WHAT NEEDS TO BE DONE: Continue the blog post below about learning to ride a cyclocross bike, starting right after its last sentence. The data that follows the post is not part of it.

Taking Delilah for a walk in Louisville, CO.  Crash wound under wraps from last week
 From the previous blog entry, my transition into riding the cyclocross bike hasn't gone (crash, crashing, and crashes) as well as I'd like so I've been riding with one of my best buds and new teammate Kevin (aka the "Son" from the Homey Trinity).  He has private, singletrack trails behind his house that are 'cross bike friendly (long patches of babyhead rocks is where I need to float but for now I'm a braking, quasi-hovering pilot barely flowing over that nonsense) and we've gone for a couple of night rides.  Kevin on his 26" Yeti dual boinger and yours truly on an Airborne Delta afffectionately anthropomorphised into a gal named Delilah.

Bandimere, before my crash.
Here's the hierarchy of skills from my humbled and limited point-of-view.  The best way to start off as young urchin/underling/journeyperson is BMX.  Did a little in Texas so I had some skill for the hardtail mountain bike.  Only then young grasshopper when you are proficient on the hardtail can you transcend to the dual boinger.  Some people on the dual boinger do just fine without cutting their teeth on the old school hardtail but you establish the basics more soundly on the hardtail.  Now it seems, I should've done 'cross in my earlier years after the road season ended to establish a more nuanced and surgical turning skill(s).  The fat mountain bike tires are so forgiving and confidence inspiring that I can really point and shoot it over any crud and I'll go there.  Like my Volkl Karmas, they're so fat under the foot and at the waist she just pushes the crud out of the way when I go off piste skiing.  Not so with skinny 700c tires.   Gotta be smoof like water in the lean and body english.  Gotta learn how to enter the turn keeping the speeds high so I don't have to brake.  I'm at that steep learning curve where the cost of failure is crashing (hello knees and hips, does that hurt?  yeah, I thought so.)

DATA EXCERPT:
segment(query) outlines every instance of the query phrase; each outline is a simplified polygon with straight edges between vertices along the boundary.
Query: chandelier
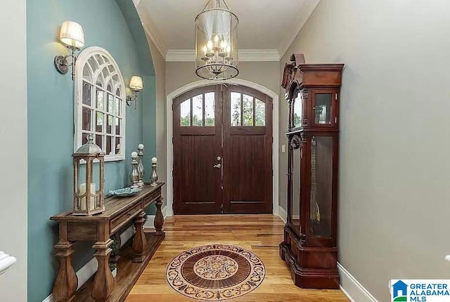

WRITTEN RESPONSE:
Riding with Kevin these last couple of night instilled my confidence again on Delilah.  He'd lead and I'd follow.  It's kind of cool weaving and bobbing in the scrubby areas of his trails where the singletrack topographically undulates while it twists and turns flanked by large flora that at night, limits your vision even more.  All the axes (X, Y, and Z) are coming at you and your brain has to interpret the data, sending feedback to my steering motor neurons (hands are in the drops, not confident enough to ride the hoods yet) and just enough watts to my size 42.5 cms.  Add the cold and it heightens your other senses to keep you aware from crashing.  Sometimes I lose track of my wheels, most of the time we're riding outside of our lights in the twisties but that's what makes it fun and a bit dangerous (re-cycling it back into fun-a perpetual cycle of endorphin/endocannabinoid release-how many times can I say 'cycle'?).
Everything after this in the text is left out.